Excerpts from labeled region data:
════════

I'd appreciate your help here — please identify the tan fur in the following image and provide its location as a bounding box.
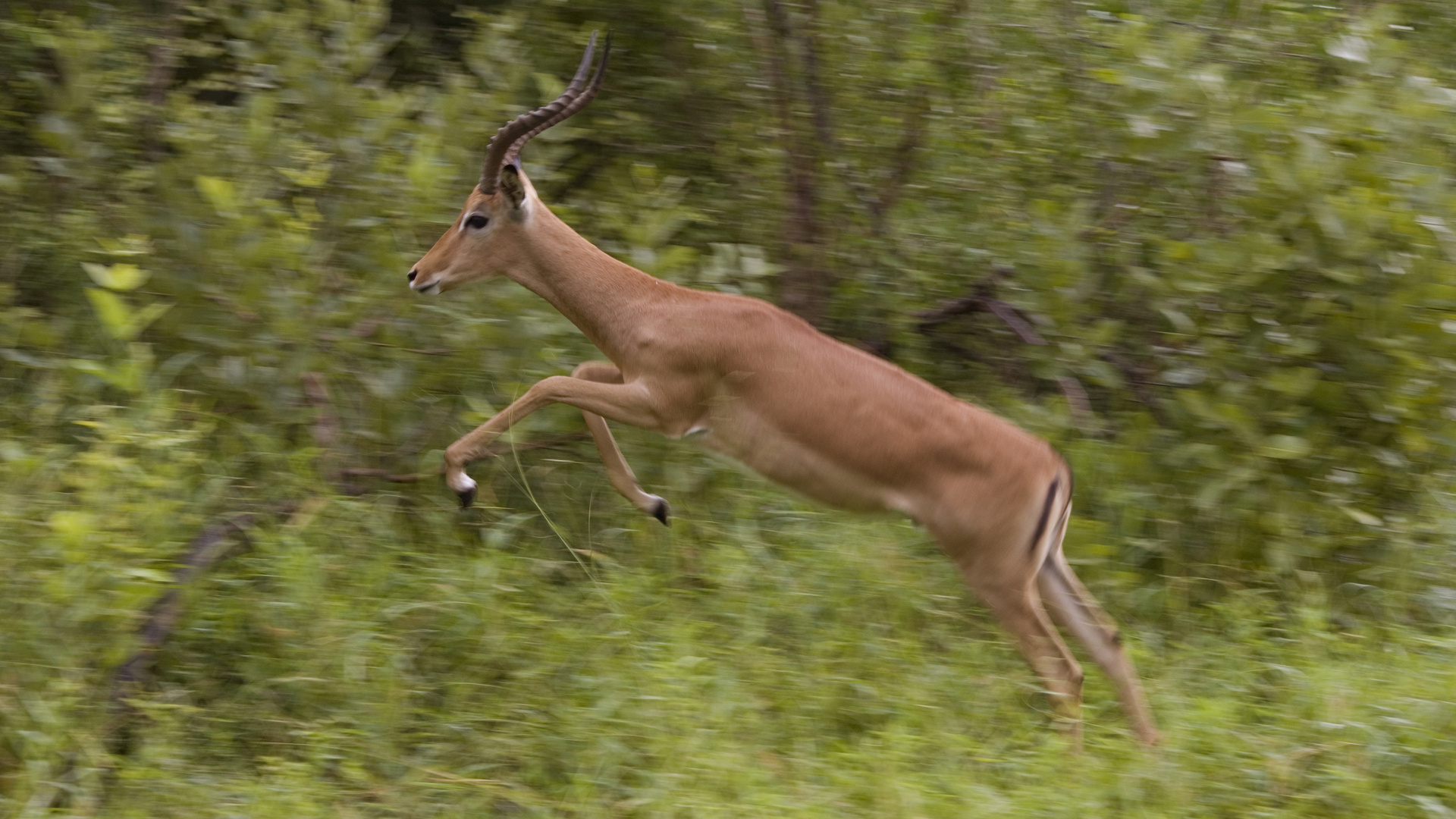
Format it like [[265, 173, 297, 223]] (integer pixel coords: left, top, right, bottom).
[[410, 168, 1157, 742]]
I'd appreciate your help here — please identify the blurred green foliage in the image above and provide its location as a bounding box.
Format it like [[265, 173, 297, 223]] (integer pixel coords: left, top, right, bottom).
[[0, 0, 1456, 817]]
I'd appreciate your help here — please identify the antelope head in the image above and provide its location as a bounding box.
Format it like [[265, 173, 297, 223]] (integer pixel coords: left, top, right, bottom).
[[410, 32, 611, 294]]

════════

TASK DIRECTIONS: Could you output, unchanged, the stretch of lines from the one containing "I'd appreciate your help here — please identify the antelope" through the final line above?

TASK OUTPUT:
I'd appreciate your help here — please identify the antelope head in the image above and provide its location as a bounding box.
Format it like [[265, 173, 297, 223]] (integer pixel coords: left, top, right, bottom).
[[410, 32, 611, 294]]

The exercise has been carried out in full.